--- Start Records for the exercise ---

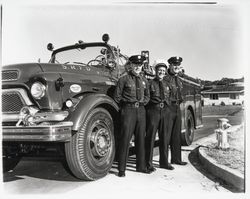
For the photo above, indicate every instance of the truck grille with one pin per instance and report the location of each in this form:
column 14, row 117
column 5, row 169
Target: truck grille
column 9, row 75
column 13, row 100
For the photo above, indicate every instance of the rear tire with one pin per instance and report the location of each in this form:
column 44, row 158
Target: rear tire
column 188, row 136
column 90, row 152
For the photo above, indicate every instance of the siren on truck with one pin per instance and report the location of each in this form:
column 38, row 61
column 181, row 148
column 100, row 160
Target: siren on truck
column 105, row 38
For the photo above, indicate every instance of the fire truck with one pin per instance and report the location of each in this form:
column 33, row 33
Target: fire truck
column 66, row 104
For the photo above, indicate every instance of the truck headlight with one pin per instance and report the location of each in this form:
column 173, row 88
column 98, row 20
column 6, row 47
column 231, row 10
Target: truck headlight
column 38, row 90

--- End Records for the exercise ---

■ Exercise directions ■
Substitute "Object" for "Target" throughout all the records above and write them out again with nothing else changed. Leave out the pictures.

■ Task answer ■
For the photo above, indicate every instance of the truck grille with one pin per instance and report the location of each in this form:
column 14, row 117
column 5, row 169
Object: truck grille
column 9, row 75
column 13, row 100
For the photo above, indicate every instance of the rear tire with one pin per instance and report the location of each in this form:
column 44, row 158
Object: rear tire
column 188, row 136
column 90, row 152
For the photo above, indicate every instance of the siren on truck with one pin per instance and report the location of each in this form:
column 38, row 61
column 181, row 148
column 100, row 160
Object: siren on truck
column 105, row 38
For the photo above, indicate every instance of the fire truck with one pin per instance and report the location of each in this form:
column 33, row 33
Object: fire truck
column 66, row 104
For the photo above, indicate every instance of the truck headlight with one pin per instance and report the location of each in this form:
column 173, row 88
column 98, row 20
column 6, row 47
column 231, row 10
Object: truck headlight
column 38, row 90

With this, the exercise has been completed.